#### Data records ####
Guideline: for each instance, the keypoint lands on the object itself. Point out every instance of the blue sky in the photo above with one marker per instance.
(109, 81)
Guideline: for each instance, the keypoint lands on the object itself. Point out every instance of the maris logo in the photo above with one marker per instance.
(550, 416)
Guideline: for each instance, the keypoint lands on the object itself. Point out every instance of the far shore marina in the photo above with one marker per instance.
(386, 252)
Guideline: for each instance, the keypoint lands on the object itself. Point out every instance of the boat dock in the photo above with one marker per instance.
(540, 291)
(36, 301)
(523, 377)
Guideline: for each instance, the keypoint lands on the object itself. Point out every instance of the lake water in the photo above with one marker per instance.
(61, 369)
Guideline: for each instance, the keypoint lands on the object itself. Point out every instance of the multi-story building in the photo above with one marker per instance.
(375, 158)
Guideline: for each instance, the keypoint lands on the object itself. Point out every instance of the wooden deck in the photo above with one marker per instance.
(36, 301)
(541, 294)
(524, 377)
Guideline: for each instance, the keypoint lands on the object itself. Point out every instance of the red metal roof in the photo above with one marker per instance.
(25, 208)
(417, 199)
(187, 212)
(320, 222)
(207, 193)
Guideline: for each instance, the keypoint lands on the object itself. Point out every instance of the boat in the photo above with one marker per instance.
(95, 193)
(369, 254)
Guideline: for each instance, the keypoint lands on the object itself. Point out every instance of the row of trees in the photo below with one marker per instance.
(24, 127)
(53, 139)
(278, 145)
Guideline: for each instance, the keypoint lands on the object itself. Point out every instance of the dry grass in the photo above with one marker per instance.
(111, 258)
####
> [Task prompt]
Return every item above word for word, with no changes.

> [Solution]
Guideline: for each instance, the keypoint lands on the object itself. Point out every instance of the blue sky in the photo above with one marker per instance.
(109, 81)
Guideline: for each instance, the keypoint lands on the object itself. Point out every instance of the maris logo in the photo above with one marker per instance.
(550, 416)
Guideline: for each instance, the keypoint lands on the object itself. Point out every instance of the far shore marina in the photo above with one marker per instance.
(386, 252)
Guideline: for each instance, the keypoint lands on the object itself. Point out every instance of the boat dock in the photo above with one marker per instance.
(540, 291)
(36, 301)
(523, 377)
Guideline: for each instance, the keypoint lands on the object itself. Point out every instance of the lake water in the photo above with one marker per instance.
(61, 369)
Guideline: for each instance, the keypoint lands on the object itself. Point out every instance of the multi-story building in the photo above with one marker per instance.
(375, 158)
Guideline: for each instance, the keypoint lands on the object itself. Point out every instance of the wooden deck in the photo above with one marker per instance.
(36, 301)
(541, 294)
(524, 377)
Guideline: for each instance, the keypoint lands on the object itself. Point out every instance of the red metal roof in the photo above with one marker per instance.
(25, 208)
(417, 199)
(187, 212)
(320, 222)
(207, 193)
Guideline: for each instance, the keypoint lands on the object itself. Point out every instance of the boat in the photo above with one marker per instance.
(95, 193)
(369, 254)
Guideline: for each instance, the keypoint lands on the object itself. Point out every instance of the row of trees in the photo below with one marker per instance.
(24, 127)
(53, 139)
(278, 145)
Guideline: for each instance, the keypoint lands on the object itself. Point out every instance of the dry grass in the photo above with one marker per instance.
(111, 258)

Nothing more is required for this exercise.